---------- Supplied passage ----------

People Ex Rel. McMullen v. Shepard

Most of the questions raised on the present appeal were disposed of ten years since, in the case of The People on therelation of Fernando Wood v. The Metropolitan PoliceCommissioners (15 N.Y., 532). They were discussed on that occasion with memorable ability, as well in the forensic arguments, as in the opinions delivered by the *Page 286 court; and the result was an exposition of the Constitution in this regard, by which every citizen is bound.

Certain propositions are deducible from that decision, which essentially narrow the range of the present discussion.

1. It is within the constitutional authority of the legislature to establish new civil divisions of the State, embracing in the districts so created, several towns, cities or counties, or such portions thereof as may be deemed appropriate for the general purposes of civil administration.

2. The organization, for police purposes, of districts, not coterminous with others recognized by the Constitution, is not inconsistent with the continuance of such antecedent civil divisions, for every general purpose prescribed in the organic law.

3. The police powers, exercised in the towns, cities and counties, respectively, were vested in the local authorities by legislation, and not by irrevocable constitutional grant.

4. The legislature has authority to arrange the distribution of these powers, as the public exigencies may require; apportioning them to local jurisdictions, to such extent as the law-making power deems appropriate, and committing the exercise of the residue to officers appointed as it may see fit to ordain.

5. This is a continuing legislative power, in virtue of which, from time to time as occasion may require, jurisdiction committed to the towns, cities or counties, may be resumed and vested in other authorities appointed by the State government.

6. "The State," in the language of the distinguished jurist, by whom in that case the leading opinion was delivered, "has an interest in the repression of disorder, and the maintenance of peace and security in every locality within its limits; and if, from exceptional causes, the public good requires that legislation, either permanent or temporary, be directed toward any particular locality, whether consisting of one county or several counties, it is within the discretion of the legislature to apply such legislation, as, in its judgment, the exigency of the case may require; and it is the sole judge of the existence of such causes." (15 N.Y., 544; 32 id., 377.) *Page 287

The Capital Police act now under consideration, was adopted by the legislature in the exercise of this constitutional authority. In the form in which it was originally enacted, its validity is too clear for serious discussion. The substantial issue is as to the constitutionality of the act as amended in 1866. In considering this question, the amendments should be treated as incorporated in the body of the original law. (Sess. Laws, 1865, ch. 554; id., 1866, ch. 483.)

---------- Data lines ----------

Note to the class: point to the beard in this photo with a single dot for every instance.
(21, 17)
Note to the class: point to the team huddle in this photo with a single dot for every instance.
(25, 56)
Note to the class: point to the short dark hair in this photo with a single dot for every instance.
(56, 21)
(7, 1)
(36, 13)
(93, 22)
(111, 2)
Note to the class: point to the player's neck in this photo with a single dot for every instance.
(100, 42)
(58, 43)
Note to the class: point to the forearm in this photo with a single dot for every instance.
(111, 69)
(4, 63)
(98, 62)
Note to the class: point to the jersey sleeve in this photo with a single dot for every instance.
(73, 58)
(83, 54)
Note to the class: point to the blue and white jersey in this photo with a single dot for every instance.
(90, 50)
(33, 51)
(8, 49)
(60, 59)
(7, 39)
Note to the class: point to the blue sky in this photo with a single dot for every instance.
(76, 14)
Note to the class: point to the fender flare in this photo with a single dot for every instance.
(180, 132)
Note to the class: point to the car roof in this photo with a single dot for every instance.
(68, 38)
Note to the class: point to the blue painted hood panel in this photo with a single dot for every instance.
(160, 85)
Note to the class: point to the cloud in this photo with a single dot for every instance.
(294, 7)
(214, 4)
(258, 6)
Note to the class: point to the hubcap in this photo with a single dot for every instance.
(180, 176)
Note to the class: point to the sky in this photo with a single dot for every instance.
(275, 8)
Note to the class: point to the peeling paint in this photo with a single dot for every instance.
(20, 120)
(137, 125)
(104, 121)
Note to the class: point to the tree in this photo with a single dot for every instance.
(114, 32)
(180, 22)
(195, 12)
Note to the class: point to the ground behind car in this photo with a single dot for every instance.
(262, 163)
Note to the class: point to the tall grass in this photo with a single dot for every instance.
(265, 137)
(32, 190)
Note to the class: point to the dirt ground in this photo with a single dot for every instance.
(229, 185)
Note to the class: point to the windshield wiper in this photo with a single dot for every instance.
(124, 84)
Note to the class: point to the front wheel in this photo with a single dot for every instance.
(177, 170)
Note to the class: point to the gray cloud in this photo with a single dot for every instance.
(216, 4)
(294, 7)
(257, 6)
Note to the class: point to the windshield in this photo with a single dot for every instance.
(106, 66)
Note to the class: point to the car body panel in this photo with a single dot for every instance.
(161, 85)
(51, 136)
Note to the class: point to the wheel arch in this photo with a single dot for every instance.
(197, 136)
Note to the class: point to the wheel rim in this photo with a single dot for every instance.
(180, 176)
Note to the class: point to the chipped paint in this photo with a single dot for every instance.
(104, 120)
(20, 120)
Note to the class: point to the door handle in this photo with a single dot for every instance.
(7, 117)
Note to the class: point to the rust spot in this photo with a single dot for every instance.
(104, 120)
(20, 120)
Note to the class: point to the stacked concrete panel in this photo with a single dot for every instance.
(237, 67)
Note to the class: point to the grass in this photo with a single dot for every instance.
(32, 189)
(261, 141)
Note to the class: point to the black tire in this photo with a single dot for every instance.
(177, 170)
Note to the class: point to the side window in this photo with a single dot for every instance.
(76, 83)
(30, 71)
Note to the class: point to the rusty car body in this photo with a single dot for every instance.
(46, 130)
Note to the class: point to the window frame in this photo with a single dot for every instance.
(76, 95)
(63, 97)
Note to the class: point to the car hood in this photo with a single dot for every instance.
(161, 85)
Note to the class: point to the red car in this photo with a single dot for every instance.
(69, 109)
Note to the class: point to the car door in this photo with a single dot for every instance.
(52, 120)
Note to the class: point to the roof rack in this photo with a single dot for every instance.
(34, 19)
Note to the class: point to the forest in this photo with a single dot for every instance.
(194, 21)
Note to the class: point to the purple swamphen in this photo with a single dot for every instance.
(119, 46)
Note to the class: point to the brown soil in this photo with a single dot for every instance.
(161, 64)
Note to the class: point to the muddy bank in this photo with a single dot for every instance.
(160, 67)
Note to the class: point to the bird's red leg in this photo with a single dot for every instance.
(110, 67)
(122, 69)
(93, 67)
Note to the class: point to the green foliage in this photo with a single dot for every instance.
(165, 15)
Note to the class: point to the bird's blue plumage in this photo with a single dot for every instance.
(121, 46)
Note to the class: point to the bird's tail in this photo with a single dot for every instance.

----------

Requirement 1
In the court opinion, in what year was the Capital Police act amended?
Requirement 2
Do these statements agree with the court opinion? Answer yes or no for each, quoting the words that decide it.
(a) The police powers exercised in towns, cities and counties were given to local authorities by irrevocable constitutional grant.
(b) The legislature is the sole judge of whether exceptional causes exist that call for legislation aimed at a particular locality.
(c) The 1866 amendments are to be considered apart from the original law.
Requirement 3
Quote the part of the court opinion that opens with the words containing "1. It is within" and closes with "the organic law.".

Full response 1
1866

Full response 2
(a) No: "were vested in the local authorities by legislation, and not by irrevocable constitutional grant."
(b) Yes: "it is the sole judge of the existence of such causes."
(c) No: "the amendments should be treated as incorporated in the body of the original law."

Full response 3
1. It is within the constitutional authority of the legislature to establish new civil divisions of the State, embracing in the districts so created, several towns, cities or counties, or such portions thereof as may be deemed appropriate for the general purposes of civil administration.

2. The organization, for police purposes, of districts, not coterminous with others recognized by the Constitution, is not inconsistent with the continuance of such antecedent civil divisions, for every general purpose prescribed in the organic law.